Your goal: Using the entries that follow, report the number of lines that include the string "sleeve", without any other text.

Input for this task:

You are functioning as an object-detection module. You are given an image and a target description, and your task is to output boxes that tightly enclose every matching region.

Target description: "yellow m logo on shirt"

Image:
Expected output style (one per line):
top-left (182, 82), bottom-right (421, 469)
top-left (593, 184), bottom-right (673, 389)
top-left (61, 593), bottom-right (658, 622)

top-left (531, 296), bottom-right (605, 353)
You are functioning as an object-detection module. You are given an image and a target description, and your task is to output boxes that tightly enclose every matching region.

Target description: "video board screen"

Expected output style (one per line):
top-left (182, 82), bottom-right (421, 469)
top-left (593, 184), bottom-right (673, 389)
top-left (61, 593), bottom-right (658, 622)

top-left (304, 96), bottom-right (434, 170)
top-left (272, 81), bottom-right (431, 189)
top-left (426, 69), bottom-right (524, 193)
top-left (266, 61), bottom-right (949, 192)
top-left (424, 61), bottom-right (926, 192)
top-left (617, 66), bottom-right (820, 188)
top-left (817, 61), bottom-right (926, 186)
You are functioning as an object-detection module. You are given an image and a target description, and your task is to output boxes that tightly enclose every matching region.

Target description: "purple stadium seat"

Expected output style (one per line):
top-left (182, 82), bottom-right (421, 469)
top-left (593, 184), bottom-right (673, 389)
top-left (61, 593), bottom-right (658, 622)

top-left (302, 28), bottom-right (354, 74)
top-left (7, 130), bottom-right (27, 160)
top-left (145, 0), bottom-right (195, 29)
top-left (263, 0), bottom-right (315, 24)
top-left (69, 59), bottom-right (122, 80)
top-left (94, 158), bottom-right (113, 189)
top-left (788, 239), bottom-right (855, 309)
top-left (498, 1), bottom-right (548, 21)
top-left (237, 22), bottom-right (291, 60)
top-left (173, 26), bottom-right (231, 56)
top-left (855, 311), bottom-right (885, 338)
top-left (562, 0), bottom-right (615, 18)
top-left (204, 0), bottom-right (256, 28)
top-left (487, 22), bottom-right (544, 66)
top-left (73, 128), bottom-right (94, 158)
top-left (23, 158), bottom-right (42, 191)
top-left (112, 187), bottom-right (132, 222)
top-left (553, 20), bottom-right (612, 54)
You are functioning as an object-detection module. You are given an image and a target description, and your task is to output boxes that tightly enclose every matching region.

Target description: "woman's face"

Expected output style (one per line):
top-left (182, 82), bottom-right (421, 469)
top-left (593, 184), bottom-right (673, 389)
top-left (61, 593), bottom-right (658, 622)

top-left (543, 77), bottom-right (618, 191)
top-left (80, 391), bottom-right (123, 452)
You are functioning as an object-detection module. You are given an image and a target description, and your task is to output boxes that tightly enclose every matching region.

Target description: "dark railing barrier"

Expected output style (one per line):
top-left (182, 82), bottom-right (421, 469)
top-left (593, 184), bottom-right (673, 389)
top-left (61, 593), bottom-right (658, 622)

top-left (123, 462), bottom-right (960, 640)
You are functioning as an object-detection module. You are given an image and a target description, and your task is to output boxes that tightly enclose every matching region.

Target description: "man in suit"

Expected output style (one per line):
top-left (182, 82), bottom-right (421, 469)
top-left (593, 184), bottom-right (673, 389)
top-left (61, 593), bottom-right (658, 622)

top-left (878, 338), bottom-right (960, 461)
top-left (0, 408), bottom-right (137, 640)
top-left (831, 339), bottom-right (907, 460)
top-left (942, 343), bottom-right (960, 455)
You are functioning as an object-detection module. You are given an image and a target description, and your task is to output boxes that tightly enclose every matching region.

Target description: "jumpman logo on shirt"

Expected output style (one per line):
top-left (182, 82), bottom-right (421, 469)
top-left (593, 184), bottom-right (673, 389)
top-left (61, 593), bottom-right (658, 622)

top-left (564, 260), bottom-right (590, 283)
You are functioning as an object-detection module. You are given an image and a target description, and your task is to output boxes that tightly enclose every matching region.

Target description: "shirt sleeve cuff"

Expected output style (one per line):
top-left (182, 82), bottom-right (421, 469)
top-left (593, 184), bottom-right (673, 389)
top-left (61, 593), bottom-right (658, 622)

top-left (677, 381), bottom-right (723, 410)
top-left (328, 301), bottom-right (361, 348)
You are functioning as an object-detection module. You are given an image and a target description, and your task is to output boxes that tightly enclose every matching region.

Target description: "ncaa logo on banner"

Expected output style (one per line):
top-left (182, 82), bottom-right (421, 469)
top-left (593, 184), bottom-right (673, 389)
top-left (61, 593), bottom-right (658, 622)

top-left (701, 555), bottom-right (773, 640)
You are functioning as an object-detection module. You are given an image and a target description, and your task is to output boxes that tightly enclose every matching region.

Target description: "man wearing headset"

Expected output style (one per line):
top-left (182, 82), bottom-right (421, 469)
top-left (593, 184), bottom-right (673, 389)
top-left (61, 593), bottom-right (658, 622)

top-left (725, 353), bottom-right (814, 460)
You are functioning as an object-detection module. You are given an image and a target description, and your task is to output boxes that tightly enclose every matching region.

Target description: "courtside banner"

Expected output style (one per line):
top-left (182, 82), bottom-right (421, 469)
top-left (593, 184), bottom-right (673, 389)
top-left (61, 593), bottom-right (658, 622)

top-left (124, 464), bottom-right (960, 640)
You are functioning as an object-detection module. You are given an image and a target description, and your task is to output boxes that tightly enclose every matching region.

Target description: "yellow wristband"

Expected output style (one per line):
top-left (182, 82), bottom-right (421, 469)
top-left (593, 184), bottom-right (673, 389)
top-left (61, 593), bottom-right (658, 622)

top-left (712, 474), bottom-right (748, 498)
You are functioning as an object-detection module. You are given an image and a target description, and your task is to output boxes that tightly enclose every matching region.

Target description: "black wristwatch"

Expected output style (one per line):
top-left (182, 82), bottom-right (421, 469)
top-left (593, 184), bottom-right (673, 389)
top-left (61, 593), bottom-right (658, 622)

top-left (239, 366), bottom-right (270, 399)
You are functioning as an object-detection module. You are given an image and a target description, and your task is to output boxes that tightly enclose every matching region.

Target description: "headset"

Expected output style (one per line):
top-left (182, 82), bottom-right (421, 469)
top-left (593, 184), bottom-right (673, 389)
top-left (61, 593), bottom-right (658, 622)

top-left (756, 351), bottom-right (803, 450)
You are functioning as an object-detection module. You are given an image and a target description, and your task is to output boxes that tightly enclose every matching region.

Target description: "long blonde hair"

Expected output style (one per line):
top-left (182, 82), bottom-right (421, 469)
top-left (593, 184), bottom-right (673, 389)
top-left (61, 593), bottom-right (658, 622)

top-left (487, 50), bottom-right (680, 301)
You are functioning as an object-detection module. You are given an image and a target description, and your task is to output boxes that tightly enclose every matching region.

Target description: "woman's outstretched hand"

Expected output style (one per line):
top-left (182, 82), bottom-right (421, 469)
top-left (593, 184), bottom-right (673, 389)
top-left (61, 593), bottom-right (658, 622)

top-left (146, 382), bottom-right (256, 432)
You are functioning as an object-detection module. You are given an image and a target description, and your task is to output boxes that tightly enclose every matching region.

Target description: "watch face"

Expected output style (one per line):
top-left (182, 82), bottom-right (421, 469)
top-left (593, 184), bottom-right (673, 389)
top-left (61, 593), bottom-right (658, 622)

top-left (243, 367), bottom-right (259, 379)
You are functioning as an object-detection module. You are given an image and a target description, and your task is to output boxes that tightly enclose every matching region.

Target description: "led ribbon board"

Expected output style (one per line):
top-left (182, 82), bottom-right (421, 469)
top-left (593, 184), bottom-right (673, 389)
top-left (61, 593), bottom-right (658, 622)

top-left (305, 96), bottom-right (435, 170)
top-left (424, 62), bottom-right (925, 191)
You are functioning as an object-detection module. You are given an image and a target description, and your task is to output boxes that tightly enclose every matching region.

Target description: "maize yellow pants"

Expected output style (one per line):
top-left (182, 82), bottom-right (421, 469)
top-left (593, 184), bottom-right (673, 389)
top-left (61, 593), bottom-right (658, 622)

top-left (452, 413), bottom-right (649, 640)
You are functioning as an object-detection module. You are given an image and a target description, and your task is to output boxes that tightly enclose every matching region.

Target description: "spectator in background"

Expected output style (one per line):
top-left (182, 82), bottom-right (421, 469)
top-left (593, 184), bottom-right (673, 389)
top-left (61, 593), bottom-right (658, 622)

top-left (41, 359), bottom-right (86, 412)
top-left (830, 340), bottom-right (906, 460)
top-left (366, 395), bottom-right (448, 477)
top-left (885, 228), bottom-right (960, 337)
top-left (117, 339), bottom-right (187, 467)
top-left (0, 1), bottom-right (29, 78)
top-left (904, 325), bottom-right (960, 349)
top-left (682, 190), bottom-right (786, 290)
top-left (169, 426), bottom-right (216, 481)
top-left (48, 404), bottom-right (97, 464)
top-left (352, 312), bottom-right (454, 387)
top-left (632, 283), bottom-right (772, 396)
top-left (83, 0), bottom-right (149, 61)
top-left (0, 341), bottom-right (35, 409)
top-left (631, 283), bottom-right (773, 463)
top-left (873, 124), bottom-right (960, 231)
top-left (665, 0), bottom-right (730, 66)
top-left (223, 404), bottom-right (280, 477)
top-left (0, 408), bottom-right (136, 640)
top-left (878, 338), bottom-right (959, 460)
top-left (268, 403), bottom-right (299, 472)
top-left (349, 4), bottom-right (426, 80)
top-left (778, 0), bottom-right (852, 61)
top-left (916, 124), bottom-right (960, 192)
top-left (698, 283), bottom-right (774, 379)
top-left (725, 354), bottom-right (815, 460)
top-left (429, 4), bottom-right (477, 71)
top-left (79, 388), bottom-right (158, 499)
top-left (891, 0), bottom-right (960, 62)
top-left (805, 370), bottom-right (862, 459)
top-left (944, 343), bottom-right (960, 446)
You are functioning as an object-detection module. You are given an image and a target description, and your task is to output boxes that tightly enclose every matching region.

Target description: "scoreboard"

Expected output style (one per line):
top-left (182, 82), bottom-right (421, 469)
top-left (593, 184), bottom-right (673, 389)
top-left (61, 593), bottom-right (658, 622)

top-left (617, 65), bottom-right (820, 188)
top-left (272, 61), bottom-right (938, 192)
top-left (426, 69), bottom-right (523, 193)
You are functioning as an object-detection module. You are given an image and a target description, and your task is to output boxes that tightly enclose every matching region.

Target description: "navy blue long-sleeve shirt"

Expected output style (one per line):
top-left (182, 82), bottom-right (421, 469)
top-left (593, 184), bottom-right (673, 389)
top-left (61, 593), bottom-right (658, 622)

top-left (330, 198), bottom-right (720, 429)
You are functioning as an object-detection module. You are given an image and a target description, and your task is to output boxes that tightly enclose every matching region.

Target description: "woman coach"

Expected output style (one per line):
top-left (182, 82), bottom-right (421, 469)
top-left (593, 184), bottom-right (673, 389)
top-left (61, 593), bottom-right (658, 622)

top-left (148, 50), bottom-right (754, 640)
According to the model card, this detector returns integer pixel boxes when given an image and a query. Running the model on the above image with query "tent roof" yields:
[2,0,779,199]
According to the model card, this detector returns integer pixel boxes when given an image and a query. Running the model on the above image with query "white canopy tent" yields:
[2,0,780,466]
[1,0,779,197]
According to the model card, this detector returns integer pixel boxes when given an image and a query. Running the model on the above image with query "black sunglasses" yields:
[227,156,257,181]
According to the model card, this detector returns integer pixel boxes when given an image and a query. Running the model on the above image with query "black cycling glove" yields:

Finished task: 2